Reproduce every line from the one containing "Reviewer note: confirm that each instance of the green" through the end of the records, requests included, and shift each coordinate in the answers by -132.

Part of a data file
++++++++++++++++++++

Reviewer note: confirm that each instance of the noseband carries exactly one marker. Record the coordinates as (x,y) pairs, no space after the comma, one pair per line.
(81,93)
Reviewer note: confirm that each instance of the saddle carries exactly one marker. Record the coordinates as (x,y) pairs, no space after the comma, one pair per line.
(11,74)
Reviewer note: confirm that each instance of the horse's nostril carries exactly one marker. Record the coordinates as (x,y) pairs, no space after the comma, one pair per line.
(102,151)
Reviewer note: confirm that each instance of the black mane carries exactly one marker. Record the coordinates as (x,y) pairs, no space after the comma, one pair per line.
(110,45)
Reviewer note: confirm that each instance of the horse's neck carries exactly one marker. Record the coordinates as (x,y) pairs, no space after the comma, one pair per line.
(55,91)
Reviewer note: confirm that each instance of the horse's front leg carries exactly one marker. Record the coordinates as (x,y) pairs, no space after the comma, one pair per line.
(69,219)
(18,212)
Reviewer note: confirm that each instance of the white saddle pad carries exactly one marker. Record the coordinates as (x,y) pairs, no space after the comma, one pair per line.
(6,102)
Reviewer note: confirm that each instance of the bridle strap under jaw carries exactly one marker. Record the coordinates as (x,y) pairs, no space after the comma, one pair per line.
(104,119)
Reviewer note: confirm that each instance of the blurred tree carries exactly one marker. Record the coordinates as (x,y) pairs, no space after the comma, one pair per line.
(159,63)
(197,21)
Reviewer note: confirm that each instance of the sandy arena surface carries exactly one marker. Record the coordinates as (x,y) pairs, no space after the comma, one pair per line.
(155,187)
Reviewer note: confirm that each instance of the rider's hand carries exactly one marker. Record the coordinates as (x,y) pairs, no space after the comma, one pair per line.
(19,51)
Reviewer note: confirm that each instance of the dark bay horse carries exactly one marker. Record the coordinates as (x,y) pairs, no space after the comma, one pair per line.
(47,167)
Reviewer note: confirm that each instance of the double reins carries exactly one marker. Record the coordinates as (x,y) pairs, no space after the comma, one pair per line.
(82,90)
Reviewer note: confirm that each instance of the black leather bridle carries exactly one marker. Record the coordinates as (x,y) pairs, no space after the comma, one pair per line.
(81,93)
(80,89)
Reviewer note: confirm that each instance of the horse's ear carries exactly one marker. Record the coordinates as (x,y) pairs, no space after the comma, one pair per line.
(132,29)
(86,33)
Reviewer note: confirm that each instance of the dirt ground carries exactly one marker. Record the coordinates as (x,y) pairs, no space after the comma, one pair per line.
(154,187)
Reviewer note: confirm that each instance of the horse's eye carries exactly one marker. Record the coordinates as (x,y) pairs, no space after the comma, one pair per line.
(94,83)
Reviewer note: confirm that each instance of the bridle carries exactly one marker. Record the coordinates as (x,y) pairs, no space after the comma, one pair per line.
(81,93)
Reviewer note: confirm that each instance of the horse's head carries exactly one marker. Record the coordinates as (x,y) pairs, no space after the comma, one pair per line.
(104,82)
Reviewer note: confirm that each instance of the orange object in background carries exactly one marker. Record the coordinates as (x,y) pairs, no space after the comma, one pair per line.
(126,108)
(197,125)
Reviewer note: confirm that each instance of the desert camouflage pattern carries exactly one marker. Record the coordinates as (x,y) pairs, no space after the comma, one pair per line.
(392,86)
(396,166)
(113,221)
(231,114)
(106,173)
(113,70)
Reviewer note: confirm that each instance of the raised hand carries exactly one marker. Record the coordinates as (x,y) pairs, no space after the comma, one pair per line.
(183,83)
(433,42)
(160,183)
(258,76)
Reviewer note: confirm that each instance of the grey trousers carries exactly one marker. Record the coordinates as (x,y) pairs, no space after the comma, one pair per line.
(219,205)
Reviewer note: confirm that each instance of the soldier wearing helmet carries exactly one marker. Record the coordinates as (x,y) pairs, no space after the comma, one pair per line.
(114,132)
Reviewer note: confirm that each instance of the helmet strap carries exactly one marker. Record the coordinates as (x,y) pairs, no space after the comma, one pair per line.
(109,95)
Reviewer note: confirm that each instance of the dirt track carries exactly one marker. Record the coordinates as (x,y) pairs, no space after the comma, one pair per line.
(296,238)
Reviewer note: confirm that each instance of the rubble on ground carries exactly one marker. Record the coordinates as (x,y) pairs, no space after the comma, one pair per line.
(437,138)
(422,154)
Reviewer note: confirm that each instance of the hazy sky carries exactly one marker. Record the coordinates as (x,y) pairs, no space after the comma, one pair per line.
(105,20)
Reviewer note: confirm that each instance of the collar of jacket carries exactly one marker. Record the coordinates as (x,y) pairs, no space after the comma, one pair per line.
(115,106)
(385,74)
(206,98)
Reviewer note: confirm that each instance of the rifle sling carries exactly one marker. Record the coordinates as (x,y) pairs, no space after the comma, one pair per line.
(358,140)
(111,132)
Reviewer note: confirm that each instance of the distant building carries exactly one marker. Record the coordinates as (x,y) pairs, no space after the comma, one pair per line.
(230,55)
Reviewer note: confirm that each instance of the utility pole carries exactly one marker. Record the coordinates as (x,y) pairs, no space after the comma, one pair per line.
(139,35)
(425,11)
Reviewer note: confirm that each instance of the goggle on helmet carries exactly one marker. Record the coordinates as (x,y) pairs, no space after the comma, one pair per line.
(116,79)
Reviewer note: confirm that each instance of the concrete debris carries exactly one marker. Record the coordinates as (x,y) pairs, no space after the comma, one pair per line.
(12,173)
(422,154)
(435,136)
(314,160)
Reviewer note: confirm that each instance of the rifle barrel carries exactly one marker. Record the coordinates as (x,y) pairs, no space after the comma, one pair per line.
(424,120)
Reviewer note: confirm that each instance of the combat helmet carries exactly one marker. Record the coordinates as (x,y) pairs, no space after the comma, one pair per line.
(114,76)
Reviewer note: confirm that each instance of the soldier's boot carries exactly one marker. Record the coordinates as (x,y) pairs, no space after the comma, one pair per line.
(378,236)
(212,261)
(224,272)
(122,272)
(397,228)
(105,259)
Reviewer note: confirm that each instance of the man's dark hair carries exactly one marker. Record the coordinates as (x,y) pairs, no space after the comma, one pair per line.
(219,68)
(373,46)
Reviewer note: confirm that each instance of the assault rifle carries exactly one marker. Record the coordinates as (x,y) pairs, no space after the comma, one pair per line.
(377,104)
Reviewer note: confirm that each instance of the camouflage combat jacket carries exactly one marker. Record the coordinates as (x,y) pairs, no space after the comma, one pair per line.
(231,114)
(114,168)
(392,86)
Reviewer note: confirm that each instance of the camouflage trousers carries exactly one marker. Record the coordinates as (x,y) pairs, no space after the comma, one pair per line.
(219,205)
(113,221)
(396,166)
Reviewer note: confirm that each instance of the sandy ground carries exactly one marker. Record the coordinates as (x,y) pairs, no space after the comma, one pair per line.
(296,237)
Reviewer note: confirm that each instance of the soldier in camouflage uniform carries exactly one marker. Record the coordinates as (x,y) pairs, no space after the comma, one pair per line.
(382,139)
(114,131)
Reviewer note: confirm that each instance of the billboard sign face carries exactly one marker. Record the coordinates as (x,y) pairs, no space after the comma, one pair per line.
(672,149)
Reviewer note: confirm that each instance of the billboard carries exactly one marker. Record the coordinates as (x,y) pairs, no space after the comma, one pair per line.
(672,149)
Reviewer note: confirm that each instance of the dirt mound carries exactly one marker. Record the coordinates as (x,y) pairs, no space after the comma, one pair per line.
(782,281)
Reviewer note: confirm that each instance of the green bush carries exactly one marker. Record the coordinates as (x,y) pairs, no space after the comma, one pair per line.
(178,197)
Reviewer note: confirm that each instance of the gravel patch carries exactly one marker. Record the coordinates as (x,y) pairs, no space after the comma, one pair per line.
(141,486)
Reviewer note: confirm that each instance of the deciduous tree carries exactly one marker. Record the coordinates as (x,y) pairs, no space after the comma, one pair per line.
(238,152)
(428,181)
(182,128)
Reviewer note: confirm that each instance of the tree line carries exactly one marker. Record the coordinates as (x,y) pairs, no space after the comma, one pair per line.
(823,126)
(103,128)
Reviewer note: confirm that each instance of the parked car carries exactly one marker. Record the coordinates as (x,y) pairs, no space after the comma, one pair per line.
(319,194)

++++++++++++++++++++

▶ _Reply_:
Reviewer note: confirm that each instance of the green bush carries exactly one marker. Record the coordinates as (x,y) pairs, no space after the comma, one pair per line.
(46,65)
Reviewer note: confirm that each instance of the gravel patch carries exactly one marker. Record the coordinates as (x,y) pairs, no space after the comma, one pair per line.
(9,354)
Reviewer note: confirm that each instance of the deciduous tree carries exactly one marker. Record the coordinates as (x,y) pairs, no space after the comma, one pair per line.
(106,20)
(296,49)
(50,-4)
Reviewer note: confirm that each instance of the tree line carries exactly one marker. Record the coordinates as (x,y) pairs, no space after the comma, one pair per line.
(691,-6)
(-29,-4)
Reviewer note: confirm that each instance of the parked car carries exactly one marker. Record the coordinates as (x,y) pairs, no space after the comma, one pair per line.
(187,62)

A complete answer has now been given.